Можно признать, трансформация тогда прошла успешно. Однако в последнее время в экономической и политической жизни Франции вновь вызревают кризисные явления, и вот уже известный левый политик Жан-Люк Меланшон предложил идею социальной «Шестой республики» под девизом «Сначала человек!»
Ж.-Л. Меланшон (род. 1951) долгое время состоял в Социалистической партии Франции и даже занимал пост министра профессионального образования в кабинете Лионеля Жоспена (2000-2002 годы). Пребывая в левой фракции СПФ, он в 2008 году вышел из партии в знак протеста против её социал-либерального курса. Далее Меланшон, блестящий оратор и эрудит, обладающий яркой харизмой, организовал Левую партию - по образцу немецкой «Левой» (Die Linke), но с использованием идейного наследия французского социалиста Жана Жореса (1859-1914).
Кстати, ещё в 2005 году левые Франции, ситуативно выступившие заодно с националистами, провалили на референдуме предложенный проект конституции ЕС, а значит, и идею превращения ЕС в полноценное федеративное государство.
На президентских выборах 2012 года, идя кандидатом от единого «Левого фронта», Ж.-Л. Меланшон набрал 11,1% голосов и занял четвёртое место. Это был относительный успех радикальных левых, но в целом во Франции нарастает влияние ультраправых, и Меланшон в своей последней книге «Время народа» отчасти объясняет это: «В течение ста лет во Франции никакая дискредитация левых не могла сравниться с тем, что Франсуа Олланд сделал за два с половиной года».

* **ДАННЫЕ УПРАЖНЕНИЯ**:
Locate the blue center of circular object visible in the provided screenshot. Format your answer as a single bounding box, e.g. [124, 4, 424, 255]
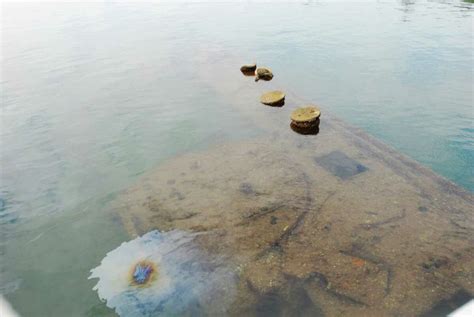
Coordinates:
[133, 263, 153, 284]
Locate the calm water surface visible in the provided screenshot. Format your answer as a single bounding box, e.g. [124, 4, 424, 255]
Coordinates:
[0, 1, 474, 316]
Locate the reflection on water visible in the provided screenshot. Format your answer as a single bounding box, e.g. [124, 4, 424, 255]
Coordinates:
[0, 2, 473, 316]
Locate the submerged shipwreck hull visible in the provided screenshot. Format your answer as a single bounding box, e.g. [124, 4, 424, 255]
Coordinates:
[116, 50, 474, 316]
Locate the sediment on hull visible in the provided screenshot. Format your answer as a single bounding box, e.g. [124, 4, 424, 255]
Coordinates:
[112, 49, 474, 316]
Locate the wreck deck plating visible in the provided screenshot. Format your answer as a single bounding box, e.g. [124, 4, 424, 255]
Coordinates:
[111, 55, 474, 316]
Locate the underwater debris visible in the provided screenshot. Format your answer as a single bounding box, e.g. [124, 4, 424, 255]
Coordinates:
[315, 151, 368, 180]
[89, 230, 235, 317]
[255, 67, 273, 81]
[290, 106, 321, 134]
[260, 90, 285, 107]
[240, 64, 257, 76]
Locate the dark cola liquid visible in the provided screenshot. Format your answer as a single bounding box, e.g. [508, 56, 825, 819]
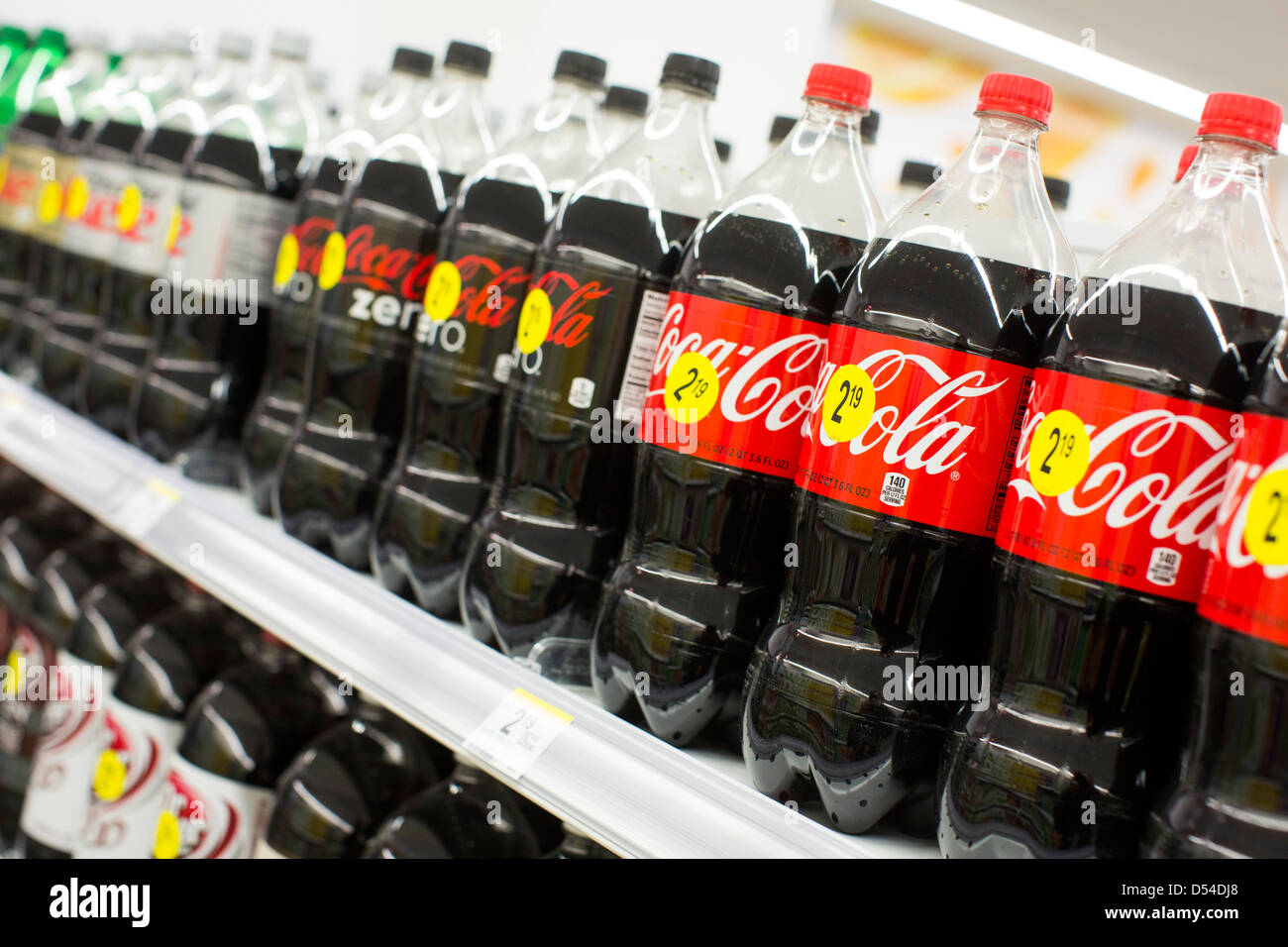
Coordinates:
[275, 158, 458, 571]
[743, 243, 1048, 835]
[371, 180, 549, 620]
[265, 707, 438, 858]
[33, 121, 143, 407]
[366, 763, 559, 858]
[4, 119, 91, 380]
[461, 197, 697, 684]
[129, 133, 300, 485]
[242, 158, 348, 517]
[592, 218, 863, 743]
[0, 112, 61, 364]
[77, 128, 193, 438]
[939, 280, 1276, 857]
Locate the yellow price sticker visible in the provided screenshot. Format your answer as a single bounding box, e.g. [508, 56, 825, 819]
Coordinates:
[152, 810, 179, 858]
[63, 174, 89, 220]
[820, 365, 876, 445]
[425, 261, 461, 322]
[273, 233, 300, 292]
[1243, 471, 1288, 566]
[515, 286, 554, 356]
[662, 352, 720, 424]
[116, 184, 143, 233]
[36, 180, 63, 224]
[4, 648, 27, 697]
[318, 231, 349, 290]
[94, 747, 125, 802]
[1029, 408, 1091, 496]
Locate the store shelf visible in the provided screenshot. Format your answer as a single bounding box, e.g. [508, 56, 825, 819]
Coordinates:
[0, 374, 937, 857]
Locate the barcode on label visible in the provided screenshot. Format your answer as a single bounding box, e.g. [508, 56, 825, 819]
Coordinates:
[615, 290, 670, 421]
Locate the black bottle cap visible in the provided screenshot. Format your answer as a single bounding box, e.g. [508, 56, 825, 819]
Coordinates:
[443, 40, 492, 76]
[899, 161, 944, 187]
[555, 49, 608, 86]
[662, 53, 720, 97]
[393, 47, 434, 77]
[769, 115, 796, 145]
[602, 85, 648, 115]
[1042, 176, 1069, 210]
[859, 112, 881, 145]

* **РАБОЧЕЕ ЗАДАНИЕ 1**: Перепишите без изменений часть фрагмента о Меланшоне между словами «Ж.-Л. Меланшон (род.» и «полноценное федеративное государство.» включительно.
* **РАБОЧЕЕ ЗАДАНИЕ 2**:
Ответьте по фрагменту о Меланшоне на следующие вопросы:
(a) Какой пост Меланшон занимал в кабинете Лионеля Жоспена?
(b) В каком году Меланшон вышел из Социалистической партии Франции?
(c) Сколько процентов голосов Меланшон набрал на президентских выборах 2012 года?
* **РАБОЧЕЕ ЗАДАНИЕ 3**: Допишите следующую часть фрагмента о Меланшоне, начав сразу после его последнего предложения.
Записи никак не связаны с фрагментом о Меланшоне.

* **ОЖИДАЕМЫЙ ОТВЕТ 1**:
Ж.-Л. Меланшон (род. 1951) долгое время состоял в Социалистической партии Франции и даже занимал пост министра профессионального образования в кабинете Лионеля Жоспена (2000-2002 годы). Пребывая в левой фракции СПФ, он в 2008 году вышел из партии в знак протеста против её социал-либерального курса. Далее Меланшон, блестящий оратор и эрудит, обладающий яркой харизмой, организовал Левую партию - по образцу немецкой «Левой» (Die Linke), но с использованием идейного наследия французского социалиста Жана Жореса (1859-1914).
Кстати, ещё в 2005 году левые Франции, ситуативно выступившие заодно с националистами, провалили на референдуме предложенный проект конституции ЕС, а значит, и идею превращения ЕС в полноценное федеративное государство.

* **ОЖИДАЕМЫЙ ОТВЕТ 2**:
(a) Меланшон был министром профессионального образования.
(b) Меланшон вышел из партии в 2008 году.
(c) Меланшон набрал 11,1% голосов и занял четвёртое место.

* **ОЖИДАЕМЫЙ ОТВЕТ 3**:
Предложенная Меланшоном конституционная реформа предполагает прежде всего лишение президента большей части полномочий, т.е. теперь уже движение от президентской республики. Должно наступить «время народа»: народ вырвет власть у «президента-монарха» и олигархии. Новую конституцию примет Учредительное собрание, причём основные её положения должны быть предложены комитетами граждан на местах - стало быть, они должны исходить «снизу», от народа.
В своих выступлениях Меланшон постоянно взывает к историческому опыту Великой французской революции и Парижской коммуны и выступает с лозунгом т.н. «гражданской революции» (мирной, по образцу боливарианских революций в Латинской Америке), в которой, по замыслу политика, должен принять участие не только рабочий класс, но все граждане, болеющие за судьбу страны.
Понятное дело, в свете последних событий идеи Меланшона представляются уже неосуществимыми - Франция, скорее всего, теперь будет двигаться вправо и в направлении от демократии, к усилению авторитарных, диктаторских тенденций. Президент Франсуа Олланд, обосновывая это террористической угрозой, сразу же предложил внести поправки в конституцию, как раз усиливающие власть главы государства. Причём сам-то Олланд менее всего подходит на роль авторитарного правителя - поэтому расширенными полномочиями наверняка воспользуется уже его правый преемник, и трудно предсказать, к чему это приведёт.
Однако учреждение нового государства («Пятой» ли, «Шестой» республики) - и в этом Меланшон абсолютно прав - должно стать именно результатом активности и воли широких народных масс, а не верхушечным сговором политических элит и олигархии за спиной народа и за счёт его. Доверия к профессиональным политикам «мейнстрима» становится всё меньше и меньше. Мы ведь видим, как политическая деятельность всё более монополизируется людьми алчными, нечистоплотными, беспринципными, бессовестными, которые всё более отдаляются от народа и его нужд, открыто презирают его.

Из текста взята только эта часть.